• CONSEGNA: Puoi estrarre dal brano sul Duomo romanico di Novara la parte che si apre con le parole contenenti "Infine annotiamo che" e si chiude con "la demolizione antonelliana.", copiandola senza alcuna modifica?

• BRANO PROPOSTO:
★ ★ ★ ★

Nel corso dei lavori effettuati nel XIX secolo è stato inoltre recuperato per il carattere sacro dell’immagine, durante la demolizione del mosaico della navata, il cosiddetto “Cristo Sole” (sec. V), con la figura di un giovane coronato di aureola (nella foto), ora murato nel cortile del complesso dell’orfanotrofio e chiesa di S. Lucia. Probabilmente apparteneva a un precedente mosaico della basilica di epoca paleocristiana, come “la croce cosmica”, ed era stato riutilizzato nel mosaico del Duomo romanico. Il mosaico della navata, ristrutturato e ricomposto tra XI e il XII secolo, può aver utilizzato frammenti del sec. V e questo può essere successo anche nel presbiterio della stessa epoca con “la croce cosmica”. Nel Duomo romanico questo “giovinetto”, con una aureola di sette raggi, era probabilmente una raffigurazione del Sole. L’immagine del Sole è stata infatti presto assunta dai cristiani per indicare il Cristo come Luce e come Vita ed è così entrata nell’iconografia cristiana. Il Sole-Cristo era raffigurato come un giovinetto imberbe di derivazione dal Sole-Apollo, ma “transignificato”, come scrive Perotti, per indicare il “Cristo”. Anche Lino Cassani, in un suo articolo del 1953, ritiene che si tratti di un’immagine del Sole che per i cristiani indica Cristo e data il mosaico al sec. V, confrontando l’opera con il mosaico di Cristo tra gli apostoli della cappella di S. Aquilino, nella basilica di San Lorenzo di Milano. Il “Cristo-Sole” di Novara si trovava all’interno del mosaico che ricopriva l’intera navata, nella parte centrale della stessa. Durante i lavori della Cattedrale antonelliana perfino il mosaico del presbiterio, di cui si è detto, ha rischiato la distruzione. Rusconi ha infatti riferito che, senza l’intervento di alcuni cittadini che l’impedirono, anche quella parte del pavimento sarebbe stata strappata.

Risale invece alla seconda metà del XII secolo il ciclo di affreschi dell’oratorio di San Siro, che si è egualmente salvato, con le storie appunto del santo pavese, realizzate da un artista, che si era formato su fonti bizantine. L’oratorio era l’antica cappella del palazzo vescovile dell’XI secolo, poi trasformata in sacrestia nel secolo XVII per la celebrazione feriale dei canonici. La cappella è formata da una piccola navata. Gli affreschi delle pareti, che si succedono in un duplice registro, raccontano appunto episodi della vita di San Siro di Pavia, così come la troviamo nella “legenda” liturgica carolingia. Il cosiddetto maestro di San Siro muove dalla cultura lombarda e attinge anche a fonti paleocristiane, carolingie ed ottoniane. Anche Novara, tra l’altro, sarebbe stata debitrice verso San Siro, storicamente protovescovo di Pavia, in relazione al suo primo incontro con la fede cristiana. La Crocifissione sulla parete di fondo dell’oratorio è invece opera più tarda, che risale probabilmente ai primi anni del XIV secolo.

Arcata residua del Portico del Paradiso

Quanto al campanile originale romanico, che esiste tuttora, è stato ricostruito nella sua parte alta ed è sormontato da una cupola in rame.

Infine annotiamo che ai quattro archi della Ministreria dei poveri di piazza Duomo è unito quel che resta di una arcata appartenente all’antico portico quattrocentesco del Paradiso (nella foto), portico attraverso il quale il Duomo romanico si affacciava sulla piazza. E’ ciò che resta dopo la demolizione antonelliana.

★ ★ ★ ★

• MATERIALE FORNITO:
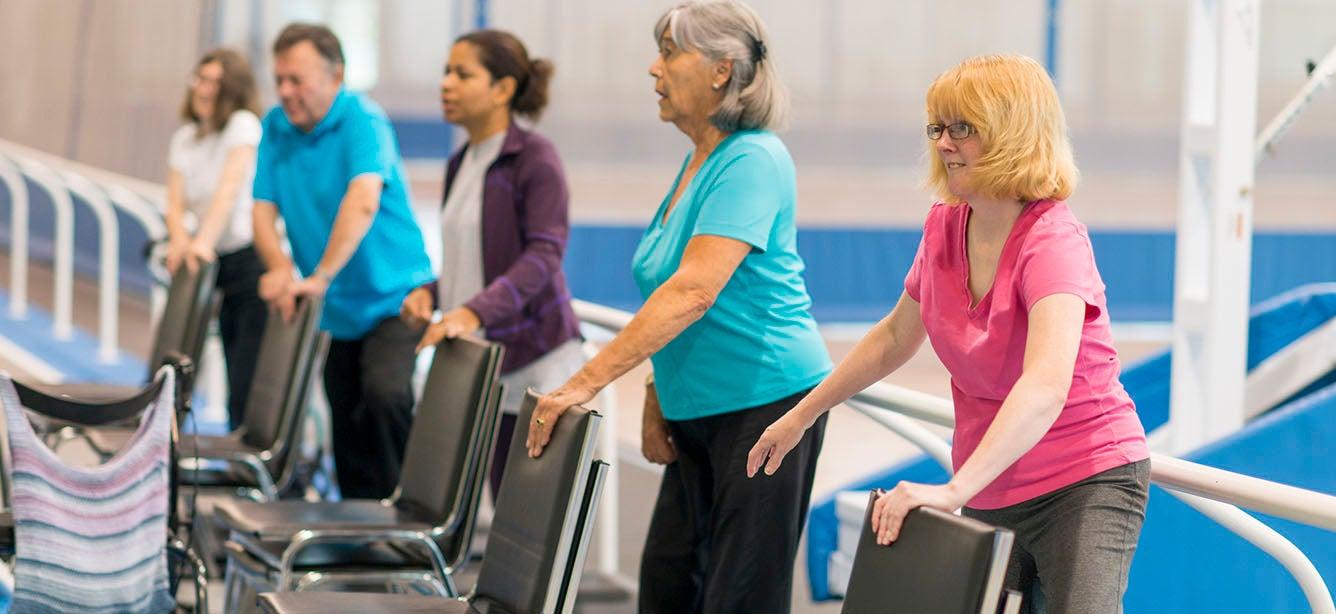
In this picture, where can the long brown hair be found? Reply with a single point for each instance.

★ ★ ★ ★

• RISULTATO:
Infine annotiamo che ai quattro archi della Ministreria dei poveri di piazza Duomo è unito quel che resta di una arcata appartenente all’antico portico quattrocentesco del Paradiso (nella foto), portico attraverso il quale il Duomo romanico si affacciava sulla piazza. E’ ciò che resta dopo la demolizione antonelliana.